● **Alıntı**:
-----

24 Ağustos 2009 Pazartesi

kameramı? hani nerde 8-)


inanmıyorum! bu adamın kameranın yerini bildiğine inanmıyorum, yani en azından eğer kamera yokmuş gibi davranıp programını o şekilde sürdürüyosa beni rol yapabilme yeteneği konusunda etkiledi nihat hatipoğlu ! beni etkilediği tek konu da bu zaten. bu insan yere bakarak insanları ağlatıyor! en somut örneğide annem :D yahu kadın! adam, Hz. Muhammed dediği an hüngür hüngür ağlamanın mantığı nedir??
kandil gecesinde elimde olan bi kaç kanaldan (star tv, flash tv, stv vb.) bişiler izlemeye çalışırken nihat abi çıktı geldi karşımıza! ve televizyonu başı açık izleyen annem birden başörtüsünü taktı. noluyoz lan havasına girdim doğal olarak! hakikaten noluyoz lan? tam bir anne davranışı ama hakkını vermek lazım :D neyse oturdum bende izlemeye başladım. yatar pozisyondayken oturma pozisyonuna geçtim!! birden öyle yapmam gerektiğini hissettim sebebini bilmiorm. bu da annenin yanında kalmıs, anneyi taklit eden çocuk davranışı işte... nihat abimiz başladı anlatmaya, bi süre dinledikten sonra farkettim. gerçekten kesinlikle kameraya bakmıyodu, bir an gerçekten kör olduğunu falan düşündüm adam çünkü ya kameranın yerini bilmiodu, ya kördü, ya da yere bakarak insanları etkilediğini düşünüyodu! (ben kameranın yerini bilmediğini savunuyorum kendimi sinirlendirmemek için ) tamam böyle düşünmesi doal, insanları etkilediği zaten ortada olan bir gerçek. sad but true ne dielim... etkilenme olayını biraz irdelersek karşımıza insanların mübarek ay, günlerde saçma bi duygusal patlama yaşamaları çıkar sanırım. sebepleri coca cola reklamında sıcak pide alıp eve getiren çocuktan, televizyonda artan demicem çünkü neredeyse başka birşey verilmiyo; dini programlara kadar uzanabilir. sonra din kullanılıyo diyincede Allaha ortak koşma, günaha giriyosun diyolar. ulan madem dinin kullanıldığını kabul etmiyosunuz bana neden iftar açma adına reklamı yapılan yiyecekler arasında danone danette'nin olduğunu mantıklı bi şekilde açıklayın!

-----

● **Kayıtlar**:
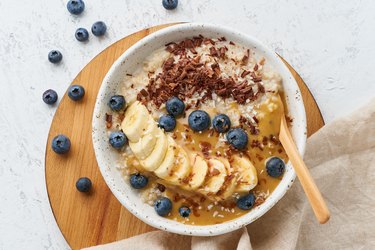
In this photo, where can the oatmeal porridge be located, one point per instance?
(197, 126)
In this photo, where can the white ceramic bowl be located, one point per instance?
(108, 158)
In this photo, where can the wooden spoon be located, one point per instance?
(311, 190)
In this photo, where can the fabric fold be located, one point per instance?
(341, 157)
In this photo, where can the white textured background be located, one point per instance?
(330, 43)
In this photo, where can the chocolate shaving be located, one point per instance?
(245, 73)
(253, 129)
(186, 76)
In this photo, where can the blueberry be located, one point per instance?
(117, 139)
(246, 202)
(275, 166)
(75, 7)
(99, 28)
(117, 102)
(82, 34)
(170, 4)
(76, 92)
(138, 181)
(54, 56)
(237, 137)
(175, 106)
(61, 144)
(184, 211)
(221, 123)
(83, 184)
(167, 122)
(163, 206)
(50, 96)
(199, 120)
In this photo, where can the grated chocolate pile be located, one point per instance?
(187, 75)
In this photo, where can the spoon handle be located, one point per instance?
(311, 190)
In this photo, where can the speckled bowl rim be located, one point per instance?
(129, 198)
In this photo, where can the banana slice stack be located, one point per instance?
(157, 152)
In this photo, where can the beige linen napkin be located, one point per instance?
(341, 157)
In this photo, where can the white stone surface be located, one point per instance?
(330, 43)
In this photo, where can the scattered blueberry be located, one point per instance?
(117, 102)
(61, 144)
(246, 202)
(83, 184)
(99, 28)
(221, 123)
(76, 92)
(275, 167)
(117, 139)
(184, 211)
(175, 106)
(75, 7)
(170, 4)
(138, 181)
(167, 122)
(54, 56)
(237, 137)
(199, 120)
(163, 206)
(50, 96)
(82, 34)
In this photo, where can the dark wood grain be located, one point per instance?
(98, 218)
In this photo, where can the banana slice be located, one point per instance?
(144, 147)
(248, 178)
(157, 156)
(182, 167)
(165, 168)
(198, 172)
(135, 121)
(217, 174)
(228, 187)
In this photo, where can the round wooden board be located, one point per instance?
(98, 218)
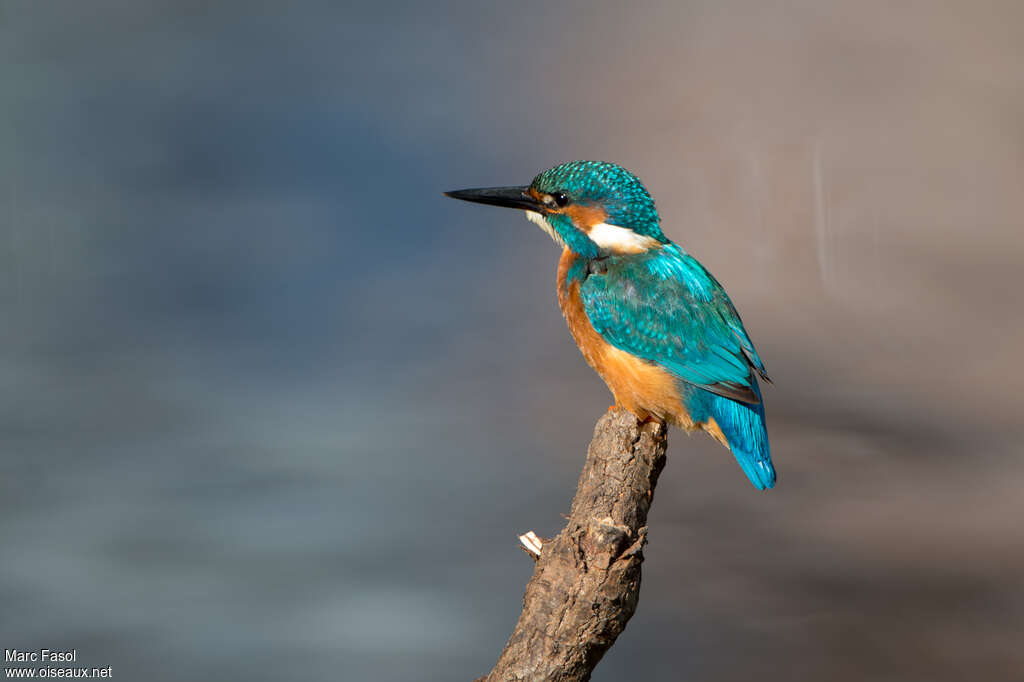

-----

● **Yapılacaklar**:
A. Alıntıda adı geçen televizyon kanallarını sıralayın.
B. Alıntıyı son cümlesinden itibaren aynı üslupla sürdürün.
Öğelere bu iş için gerek yok.

● **Görev Yanıtları**:
A. star tv, flash tv, stv

B.
neyse sinirlendim yine... konudan sapmak istemiorm uzadıkça uzar çünkü. anlatmak istedigim bu adama kameranın gösterilmesi gerektiğiydi. çünkü insanlara lan adam rol yapıyo yere bakıp sizi etkilediğini düşünüo ki etkiliyoda çoğunuzu desem, hade lan ordan hoşaf diyip FIHı basarsınız. o yüzden kamerayı gösterin diyorum, kameraya baksında bende yere bakıp insanları etkilediğini unutayım, unutabilrsem tabi!

(bu ara berzah alemi zeytinburnundamı lan?)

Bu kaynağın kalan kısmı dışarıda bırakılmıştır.